Work required ▸
Copy out every entry below word for word, leaving out the pictures.

····················

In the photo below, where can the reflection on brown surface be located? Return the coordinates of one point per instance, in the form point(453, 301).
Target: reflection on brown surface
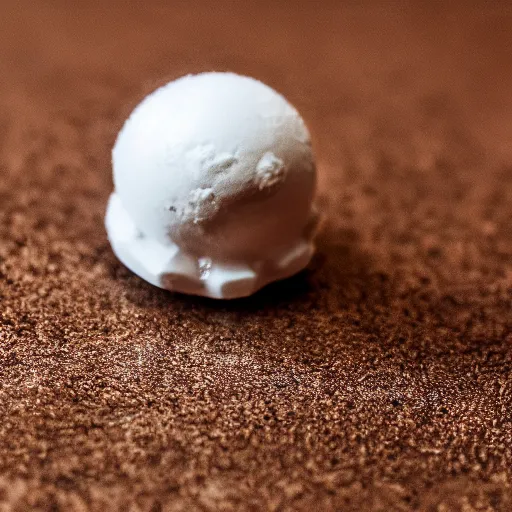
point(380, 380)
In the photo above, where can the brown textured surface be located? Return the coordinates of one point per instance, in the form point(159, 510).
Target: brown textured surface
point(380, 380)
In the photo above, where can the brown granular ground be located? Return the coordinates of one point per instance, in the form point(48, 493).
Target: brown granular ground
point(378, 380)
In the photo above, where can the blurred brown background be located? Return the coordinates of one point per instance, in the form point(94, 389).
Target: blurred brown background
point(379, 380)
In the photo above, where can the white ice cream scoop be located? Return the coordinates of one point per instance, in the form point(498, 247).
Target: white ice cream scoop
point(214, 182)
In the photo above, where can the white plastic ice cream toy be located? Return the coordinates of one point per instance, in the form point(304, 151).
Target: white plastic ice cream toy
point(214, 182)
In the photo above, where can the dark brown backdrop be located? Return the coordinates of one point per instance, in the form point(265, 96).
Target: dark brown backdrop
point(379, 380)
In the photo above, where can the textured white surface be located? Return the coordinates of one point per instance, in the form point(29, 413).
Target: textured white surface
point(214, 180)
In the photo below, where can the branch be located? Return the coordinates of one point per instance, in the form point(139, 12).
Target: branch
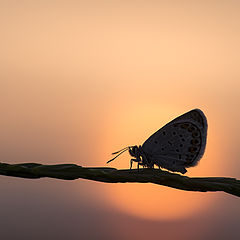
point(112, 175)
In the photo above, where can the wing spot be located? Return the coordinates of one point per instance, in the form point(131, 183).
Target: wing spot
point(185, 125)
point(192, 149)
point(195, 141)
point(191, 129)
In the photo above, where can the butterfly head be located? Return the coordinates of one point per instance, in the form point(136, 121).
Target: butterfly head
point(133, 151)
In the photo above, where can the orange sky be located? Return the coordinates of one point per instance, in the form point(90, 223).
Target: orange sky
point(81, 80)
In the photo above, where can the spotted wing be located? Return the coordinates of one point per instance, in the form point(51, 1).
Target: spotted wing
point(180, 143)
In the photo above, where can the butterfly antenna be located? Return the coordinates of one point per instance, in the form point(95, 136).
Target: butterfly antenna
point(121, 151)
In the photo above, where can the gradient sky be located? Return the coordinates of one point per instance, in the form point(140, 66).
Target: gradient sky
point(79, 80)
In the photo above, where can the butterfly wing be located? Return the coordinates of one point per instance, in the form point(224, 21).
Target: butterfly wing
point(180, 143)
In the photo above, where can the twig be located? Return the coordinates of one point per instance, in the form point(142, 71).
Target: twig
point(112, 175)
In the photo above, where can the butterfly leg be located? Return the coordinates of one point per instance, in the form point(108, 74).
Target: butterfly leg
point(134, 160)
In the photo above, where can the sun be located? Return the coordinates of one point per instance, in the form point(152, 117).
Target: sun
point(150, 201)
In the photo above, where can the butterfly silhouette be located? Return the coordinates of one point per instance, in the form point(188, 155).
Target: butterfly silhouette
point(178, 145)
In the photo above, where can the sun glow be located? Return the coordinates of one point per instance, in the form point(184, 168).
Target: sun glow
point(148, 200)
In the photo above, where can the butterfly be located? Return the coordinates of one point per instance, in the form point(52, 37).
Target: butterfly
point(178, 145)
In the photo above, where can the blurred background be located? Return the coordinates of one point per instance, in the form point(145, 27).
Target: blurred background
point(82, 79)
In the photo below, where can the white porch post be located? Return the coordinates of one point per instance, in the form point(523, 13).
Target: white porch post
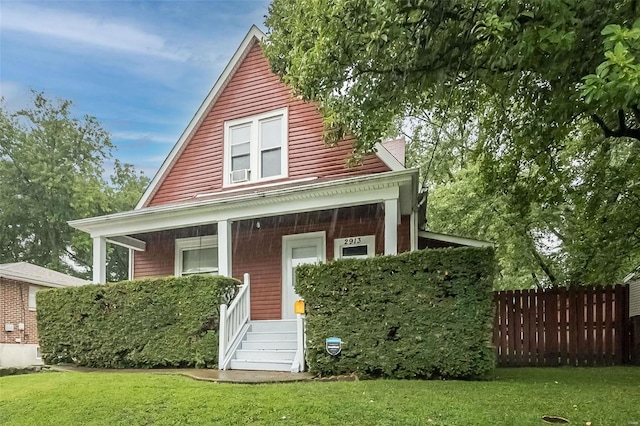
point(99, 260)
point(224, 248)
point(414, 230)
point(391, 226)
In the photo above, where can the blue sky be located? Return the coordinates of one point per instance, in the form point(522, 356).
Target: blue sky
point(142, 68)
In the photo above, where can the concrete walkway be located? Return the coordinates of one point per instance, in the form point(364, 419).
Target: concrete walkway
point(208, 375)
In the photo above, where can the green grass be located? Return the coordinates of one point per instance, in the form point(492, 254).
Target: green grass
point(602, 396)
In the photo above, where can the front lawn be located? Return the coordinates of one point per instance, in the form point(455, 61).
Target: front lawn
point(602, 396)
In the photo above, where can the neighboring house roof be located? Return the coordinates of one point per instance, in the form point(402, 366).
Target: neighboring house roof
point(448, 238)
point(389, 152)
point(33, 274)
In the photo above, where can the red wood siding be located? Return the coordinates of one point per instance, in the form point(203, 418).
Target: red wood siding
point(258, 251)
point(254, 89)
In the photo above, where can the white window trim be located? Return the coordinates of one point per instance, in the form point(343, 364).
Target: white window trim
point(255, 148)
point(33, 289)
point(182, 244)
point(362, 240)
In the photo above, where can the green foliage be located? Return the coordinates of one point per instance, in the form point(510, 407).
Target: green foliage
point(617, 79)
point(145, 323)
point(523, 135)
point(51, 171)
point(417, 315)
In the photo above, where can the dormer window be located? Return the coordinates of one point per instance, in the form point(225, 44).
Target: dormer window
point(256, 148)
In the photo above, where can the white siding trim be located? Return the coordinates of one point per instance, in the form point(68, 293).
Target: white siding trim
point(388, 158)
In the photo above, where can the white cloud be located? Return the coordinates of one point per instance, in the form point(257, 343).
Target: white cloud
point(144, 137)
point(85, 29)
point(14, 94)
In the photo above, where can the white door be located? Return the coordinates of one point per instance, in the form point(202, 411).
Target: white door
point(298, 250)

····················

The solution ▸
In the photo below, where can the reflection on brown surface be located? Return the coordinates of one point per instance, in the form point(453, 301).
Target: reflection on brown surface
point(380, 380)
In the photo above, where can the brown textured surface be located? Return the coordinates of one point per instance, in the form point(159, 510).
Target: brown textured surface
point(380, 380)
In the photo above, where can the brown granular ground be located? Return the coordinates of one point per instance, in the form point(48, 493).
Target: brown granular ground
point(378, 380)
In the photo above, where can the blurred brown background be located? Return the coordinates of one point per instance, in the form point(94, 389).
Target: blurred brown background
point(379, 380)
In the photo above, where can the white ice cream scoop be located? Return the coordinates of one point per instance, in the form point(498, 247).
Target: white ice cream scoop
point(214, 182)
In the photo above, where can the white plastic ice cream toy be located? Return the coordinates of one point per instance, in the form point(304, 151).
Target: white plastic ice cream toy
point(214, 182)
In the photo above, where can the dark brown backdrop be located? Return the coordinates of one point per instance, in the form point(265, 96).
Target: dark brown backdrop
point(379, 380)
In the photo above, where can the textured white surface be located? Return the coordinates of one point per instance, in the form point(29, 413).
Target: textured white surface
point(214, 180)
In the photo below, where can the branch be located? Return the coordinates of one point per instance, in the form point(139, 12).
Target: branch
point(112, 175)
In the photo above, where can the wing spot be located? Return the coordinates of one point per instance, in the form point(131, 183).
Target: wing spot
point(185, 125)
point(192, 149)
point(195, 141)
point(191, 129)
In the photo above, where can the butterfly head be located? Return the coordinates of one point per instance, in the form point(136, 121).
Target: butterfly head
point(133, 151)
In the photo above, where can the orange sky be located? Return the coordinates of one point per instance, in the form point(90, 223).
Target: orange sky
point(81, 80)
In the photo above, where can the spotted wing be located? Return the coordinates of one point per instance, in the form point(51, 1).
Target: spotted wing
point(180, 143)
In the photo above, where can the butterfly antenna be located? Return the coordinates of one point per instance, in the form point(95, 136).
Target: butterfly antenna
point(121, 151)
In the photo above, where can the gradient sky be located? Return the coordinates of one point per instance, in the form point(140, 66).
Target: gradient sky
point(79, 80)
In the photo above, where can the butterfly wing be located? Return the coordinates of one point per instance, in the form point(224, 21).
Target: butterfly wing
point(180, 143)
In the photo above, where can the twig be located? Return the coordinates of one point per instance, in the form point(142, 71).
Target: twig
point(112, 175)
In the photo above, where can the butterfly leg be located? Return the coordinates of one point per instance, in the form point(108, 74).
Target: butterfly leg
point(134, 160)
In the photo above, where can the sun be located? Return the coordinates of one point per instance, in the form point(152, 117).
Target: sun
point(150, 201)
In the photo above, where can the butterfly silhouette be located? Return the coordinates of one point per instance, in the form point(188, 155).
Target: butterfly silhouette
point(178, 145)
In the photo above, where can the sun glow be located? Return the coordinates of one point per instance, in the form point(184, 168).
Target: sun glow
point(148, 200)
In the photo above, where can the butterfly be located? Return the coordinates of one point per instance, in the form point(52, 37).
Target: butterfly
point(178, 145)
In the photo above, where can the blurred background be located? Return the coordinates of one point per instance, in the form point(145, 27).
Target: blurred background
point(82, 79)
In the photo below, where can the white porch post be located? Return the coordinates of one point per instance, in the form point(523, 13).
Target: white porch post
point(99, 260)
point(224, 248)
point(414, 230)
point(391, 226)
In the photo above, where can the blue sky be located? Return the coordinates of one point per instance, in the form point(522, 356).
Target: blue sky
point(142, 68)
In the photo above, where can the concrete walkway be located? Return the coordinates of one point per instance, in the form point(364, 419).
Target: concrete walkway
point(208, 375)
In the photo above, where can the green grass be located? Return the coordinates of one point per instance, in the form point(492, 254).
Target: green grass
point(602, 396)
In the photo above, where can the front lawn be located? Return the coordinates of one point per instance, in the form point(455, 61).
Target: front lawn
point(602, 396)
In the photo above, where can the neighboring house roof be located? Return the coordinates of one point per instance, in the form point(402, 366).
Target: neighboring house roof
point(448, 238)
point(389, 152)
point(33, 274)
In the photo above, where can the red wood siding be located? Return the coordinates of one point per instance, in the form point(203, 418).
Target: red wood siding
point(258, 251)
point(254, 89)
In the photo above, where can the white window trim be located? Return the coordinates of one point per instance, in the form point(343, 364).
Target: white window trim
point(255, 148)
point(33, 289)
point(182, 244)
point(362, 240)
In the photo above, where can the green foliage be located? Return the coordinates of one point per instance, in the form point(510, 407).
Target: green foliage
point(617, 79)
point(145, 323)
point(523, 135)
point(51, 171)
point(417, 315)
In the photo above, where can the dormer window be located? Return the coordinates of one point per instance, in the form point(225, 44).
Target: dormer window
point(256, 148)
In the photo above, where can the white siding trim be located? Return the coordinates of one point per instance, in the form point(68, 293).
Target: white siding trim
point(388, 158)
In the photo above, where can the white cloud be located? Return the coordinates of one point per instance, in the form point(257, 343).
Target: white cloud
point(144, 137)
point(85, 29)
point(14, 94)
In the photo above, where can the white door be located? Return the coordinates of one point per instance, in the form point(202, 411).
Target: white door
point(298, 250)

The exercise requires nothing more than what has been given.